[Begin]

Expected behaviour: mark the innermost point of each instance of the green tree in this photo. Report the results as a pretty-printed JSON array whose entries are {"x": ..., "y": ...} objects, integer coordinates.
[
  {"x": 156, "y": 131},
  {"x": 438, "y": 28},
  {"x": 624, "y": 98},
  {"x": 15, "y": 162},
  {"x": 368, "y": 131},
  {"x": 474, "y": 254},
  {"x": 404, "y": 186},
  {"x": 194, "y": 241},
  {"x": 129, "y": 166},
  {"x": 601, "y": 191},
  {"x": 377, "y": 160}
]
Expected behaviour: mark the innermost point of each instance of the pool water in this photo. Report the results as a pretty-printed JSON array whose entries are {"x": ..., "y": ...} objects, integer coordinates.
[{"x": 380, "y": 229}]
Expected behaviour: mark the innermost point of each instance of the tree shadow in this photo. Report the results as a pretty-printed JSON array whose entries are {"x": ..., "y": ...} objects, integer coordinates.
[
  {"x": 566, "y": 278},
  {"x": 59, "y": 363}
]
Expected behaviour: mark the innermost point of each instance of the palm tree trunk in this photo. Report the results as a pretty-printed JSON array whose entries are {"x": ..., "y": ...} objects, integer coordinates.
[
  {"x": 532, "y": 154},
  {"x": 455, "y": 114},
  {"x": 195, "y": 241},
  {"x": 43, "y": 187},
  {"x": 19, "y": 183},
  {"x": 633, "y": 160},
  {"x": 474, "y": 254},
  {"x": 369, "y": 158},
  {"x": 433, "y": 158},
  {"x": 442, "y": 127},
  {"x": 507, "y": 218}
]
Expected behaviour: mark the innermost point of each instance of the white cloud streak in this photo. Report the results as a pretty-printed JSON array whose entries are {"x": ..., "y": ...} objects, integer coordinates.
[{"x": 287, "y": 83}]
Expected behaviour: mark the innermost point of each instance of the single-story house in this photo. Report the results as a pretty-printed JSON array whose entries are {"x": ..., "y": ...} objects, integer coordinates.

[End]

▸ **Aim of the exercise**
All of the records must be retyped exactly as they are.

▸ **Worked answer**
Expected behaviour: mark the innermost point of each instance of the green tree in this photo. Report the results as a pretty-printed JSON array whose entries are {"x": ..., "y": ...} objects, integer coordinates.
[
  {"x": 156, "y": 131},
  {"x": 438, "y": 28},
  {"x": 624, "y": 98},
  {"x": 15, "y": 162},
  {"x": 368, "y": 131},
  {"x": 474, "y": 254},
  {"x": 404, "y": 186},
  {"x": 194, "y": 241},
  {"x": 129, "y": 166},
  {"x": 601, "y": 191},
  {"x": 377, "y": 160}
]
Expected behaviour: mark the innermost point of each instance of the pool water in this photo. Report the results as a pretty-printed JSON array whose entries are {"x": ..., "y": ...} objects, integer coordinates.
[{"x": 380, "y": 229}]
Expected behaviour: mark the innermost point of each instance of the tree shadow in this photo. Report the results as a pretty-printed JSON array whose entries are {"x": ..., "y": ...} objects, integer coordinates.
[
  {"x": 566, "y": 278},
  {"x": 59, "y": 363}
]
Expected behaviour: mark the innermost point of each instance of the palm tree trunk in this photo. Report the results as a pretty-printed JSON array whose entries are {"x": ..., "y": ...} objects, integer coordinates.
[
  {"x": 532, "y": 154},
  {"x": 455, "y": 114},
  {"x": 195, "y": 241},
  {"x": 43, "y": 187},
  {"x": 19, "y": 183},
  {"x": 633, "y": 160},
  {"x": 474, "y": 254},
  {"x": 369, "y": 158},
  {"x": 433, "y": 158},
  {"x": 442, "y": 127},
  {"x": 507, "y": 218}
]
Expected behaviour: mark the innermost point of each instance of the white cloud streak in this photo. Report the results as a pretty-printed JSON array whose entries are {"x": ..., "y": ...} objects, integer coordinates.
[{"x": 287, "y": 83}]
Expected behaviour: mark the innermost point of each instance of the single-story house in this photo. Report the results as a pretty-printed JSON array whose entries are {"x": ..., "y": ...} objects, integer coordinates.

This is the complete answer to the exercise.